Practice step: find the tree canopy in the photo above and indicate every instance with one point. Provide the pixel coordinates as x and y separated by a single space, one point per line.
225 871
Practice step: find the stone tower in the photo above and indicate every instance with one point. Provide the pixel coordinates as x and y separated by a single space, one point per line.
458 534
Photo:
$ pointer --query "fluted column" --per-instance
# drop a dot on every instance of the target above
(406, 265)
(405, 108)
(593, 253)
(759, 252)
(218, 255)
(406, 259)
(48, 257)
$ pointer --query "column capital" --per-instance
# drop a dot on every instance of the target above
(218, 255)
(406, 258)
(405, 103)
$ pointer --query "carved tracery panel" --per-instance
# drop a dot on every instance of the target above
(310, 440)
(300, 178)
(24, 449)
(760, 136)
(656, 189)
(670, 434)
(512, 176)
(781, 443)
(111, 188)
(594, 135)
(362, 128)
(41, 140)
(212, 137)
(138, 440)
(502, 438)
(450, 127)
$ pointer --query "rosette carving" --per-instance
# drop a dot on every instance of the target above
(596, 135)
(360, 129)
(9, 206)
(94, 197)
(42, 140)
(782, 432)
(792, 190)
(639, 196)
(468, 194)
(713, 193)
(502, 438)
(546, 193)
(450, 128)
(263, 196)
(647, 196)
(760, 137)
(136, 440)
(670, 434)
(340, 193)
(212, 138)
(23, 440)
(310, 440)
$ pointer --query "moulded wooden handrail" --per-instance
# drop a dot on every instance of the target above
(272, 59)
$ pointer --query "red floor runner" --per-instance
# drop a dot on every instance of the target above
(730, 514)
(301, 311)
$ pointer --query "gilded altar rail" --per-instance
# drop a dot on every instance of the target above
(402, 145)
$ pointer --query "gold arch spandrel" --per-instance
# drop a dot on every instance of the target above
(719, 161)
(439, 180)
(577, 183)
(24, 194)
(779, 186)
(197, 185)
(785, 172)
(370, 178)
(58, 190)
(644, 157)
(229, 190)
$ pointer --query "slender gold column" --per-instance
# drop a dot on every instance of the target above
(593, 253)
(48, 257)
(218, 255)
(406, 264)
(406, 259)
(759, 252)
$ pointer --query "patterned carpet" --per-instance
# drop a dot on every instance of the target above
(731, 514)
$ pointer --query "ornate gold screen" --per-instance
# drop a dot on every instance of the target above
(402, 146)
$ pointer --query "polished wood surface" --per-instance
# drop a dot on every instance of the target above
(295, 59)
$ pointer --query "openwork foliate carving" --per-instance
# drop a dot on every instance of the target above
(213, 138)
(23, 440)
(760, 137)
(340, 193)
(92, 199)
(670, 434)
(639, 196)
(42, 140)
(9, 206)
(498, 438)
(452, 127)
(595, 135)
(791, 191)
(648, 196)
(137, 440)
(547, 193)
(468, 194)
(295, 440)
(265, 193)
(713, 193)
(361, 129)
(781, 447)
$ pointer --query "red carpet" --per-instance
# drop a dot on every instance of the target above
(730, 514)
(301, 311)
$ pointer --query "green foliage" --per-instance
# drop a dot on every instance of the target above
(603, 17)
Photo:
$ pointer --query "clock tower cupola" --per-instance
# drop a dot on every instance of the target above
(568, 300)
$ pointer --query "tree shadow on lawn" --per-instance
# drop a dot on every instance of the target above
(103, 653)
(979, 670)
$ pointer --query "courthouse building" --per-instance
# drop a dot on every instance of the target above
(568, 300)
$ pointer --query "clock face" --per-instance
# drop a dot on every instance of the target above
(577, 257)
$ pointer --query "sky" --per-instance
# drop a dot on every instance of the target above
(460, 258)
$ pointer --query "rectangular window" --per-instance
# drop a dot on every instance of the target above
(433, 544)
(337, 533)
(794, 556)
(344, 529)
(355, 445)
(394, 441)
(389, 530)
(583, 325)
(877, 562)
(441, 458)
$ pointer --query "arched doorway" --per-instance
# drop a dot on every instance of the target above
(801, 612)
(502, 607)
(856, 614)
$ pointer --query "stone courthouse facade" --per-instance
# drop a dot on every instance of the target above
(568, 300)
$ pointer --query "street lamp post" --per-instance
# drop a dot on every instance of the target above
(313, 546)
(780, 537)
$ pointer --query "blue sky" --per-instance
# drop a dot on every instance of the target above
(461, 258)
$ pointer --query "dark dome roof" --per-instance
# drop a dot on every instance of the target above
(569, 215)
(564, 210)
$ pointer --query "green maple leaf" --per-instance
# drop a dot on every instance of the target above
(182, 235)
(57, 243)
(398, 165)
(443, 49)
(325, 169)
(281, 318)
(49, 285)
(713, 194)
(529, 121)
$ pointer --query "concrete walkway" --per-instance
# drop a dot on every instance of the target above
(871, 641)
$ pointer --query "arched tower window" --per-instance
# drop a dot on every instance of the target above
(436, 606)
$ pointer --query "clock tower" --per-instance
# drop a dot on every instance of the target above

-------

What you need to do: Extract each line of the listing above, copying it word for word.

Solution below:
Practice step: find the tree canopy in the photo above and indicate every instance with one point. Provide the pixel coordinates as x and y separated by a single space, one point per line.
225 871
Practice step: find the stone tower in the photo above and indicate every instance with one point. Provide the pixel coordinates as x and y separated by a single space, one point per line.
458 534
Photo:
$ pointer --query "fluted column" --per-instance
# drop a dot on every instance of the target above
(406, 265)
(405, 108)
(593, 253)
(759, 252)
(218, 255)
(406, 259)
(48, 257)
$ pointer --query "column capital" --per-instance
# drop a dot on every instance of the target above
(218, 255)
(406, 258)
(405, 103)
$ pointer --query "carved tracery panel" --per-instance
# drop a dot on every instance of the target above
(310, 440)
(300, 178)
(24, 449)
(760, 136)
(656, 189)
(670, 434)
(512, 176)
(781, 443)
(111, 188)
(594, 135)
(362, 128)
(41, 140)
(212, 137)
(138, 440)
(502, 438)
(450, 127)
$ pointer --query "rosette carving" --per-instance
# drop a dot on every instance of the target above
(596, 135)
(360, 129)
(9, 206)
(94, 197)
(42, 140)
(782, 432)
(792, 190)
(639, 196)
(468, 194)
(713, 193)
(502, 438)
(546, 193)
(450, 128)
(263, 196)
(647, 196)
(760, 137)
(136, 440)
(670, 434)
(340, 193)
(212, 138)
(23, 440)
(310, 440)
$ pointer --query "moulded wooden handrail" --per-instance
# drop a dot on every instance of the target above
(272, 59)
$ pointer --query "red floor runner" --per-instance
# drop a dot on every instance of the target above
(730, 514)
(301, 311)
$ pointer --query "gilded altar rail" --per-instance
# drop a dot on every instance of the target above
(402, 145)
$ pointer --query "gold arch spandrel" --per-instance
# drop a dot on every instance of the target above
(719, 161)
(439, 180)
(577, 183)
(24, 194)
(779, 186)
(197, 185)
(785, 172)
(370, 178)
(58, 190)
(644, 157)
(229, 190)
$ pointer --query "slender gold column" --per-instance
# drop a dot on every instance of the target above
(593, 253)
(48, 257)
(218, 255)
(406, 264)
(406, 259)
(759, 252)
$ pointer --query "patterned carpet" --per-instance
# drop a dot on every instance of the target above
(731, 514)
$ pointer --query "ornate gold screen" --per-instance
# drop a dot on every instance of the target above
(402, 146)
$ pointer --query "polished wood surface" --per-instance
# drop a dot on every instance of the target above
(295, 59)
$ pointer --query "openwork foliate carving" --per-instance
# drop a dot on every instance of the target above
(213, 138)
(23, 440)
(760, 137)
(340, 193)
(92, 199)
(670, 434)
(639, 196)
(42, 140)
(9, 206)
(498, 438)
(452, 127)
(595, 135)
(791, 191)
(648, 196)
(137, 440)
(547, 193)
(468, 194)
(295, 440)
(265, 193)
(713, 193)
(361, 129)
(781, 447)
$ pointer --query "red carpet" --per-instance
# drop a dot on every instance of the target above
(730, 514)
(301, 311)
$ pointer --query "green foliage" --per-instance
# drop a dot on every instance of the target above
(603, 17)
Photo:
$ pointer --query "clock tower cupola" --per-instance
# drop a dot on every instance of the target above
(568, 300)
$ pointer --query "tree shadow on lawn" --per-instance
# drop a dot on every instance of the target above
(103, 653)
(979, 670)
$ pointer --query "courthouse building" --per-instance
# drop a dot on every instance of the target above
(568, 300)
$ pointer --query "clock face" --per-instance
# drop a dot on every instance of the target above
(577, 257)
$ pointer --query "sky" --per-instance
# drop a dot on every instance of the target above
(460, 258)
$ pointer --query "rectangular window" --per-instance
# drop a dot on every instance of the target above
(433, 544)
(337, 533)
(794, 556)
(344, 529)
(355, 445)
(394, 441)
(389, 530)
(583, 325)
(877, 562)
(441, 458)
$ pointer --query "arched doorway" --per-instance
# drop a dot on every instance of the target above
(801, 612)
(502, 607)
(856, 614)
$ pointer --query "stone courthouse facade" --per-instance
# drop a dot on every instance of the target above
(568, 300)
$ pointer --query "street lamp post" --per-instance
# drop a dot on every instance of the target above
(313, 546)
(780, 537)
$ pointer --query "blue sky" --per-instance
# drop a dot on every instance of the target above
(461, 258)
$ pointer --query "dark dome roof" --per-instance
# drop a dot on every instance of the target above
(569, 215)
(564, 210)
$ pointer --query "green maple leaf" --per-instance
# drop a dot on every instance of the target above
(182, 235)
(57, 243)
(398, 165)
(443, 49)
(325, 169)
(281, 318)
(49, 285)
(713, 194)
(529, 121)
$ pointer --query "concrete walkway" --per-instance
# drop a dot on every instance of the target above
(871, 641)
$ pointer --query "arched tower window" --per-instance
# drop a dot on every instance of the target above
(436, 606)
$ pointer --query "clock tower" --per-instance
# drop a dot on every instance of the target above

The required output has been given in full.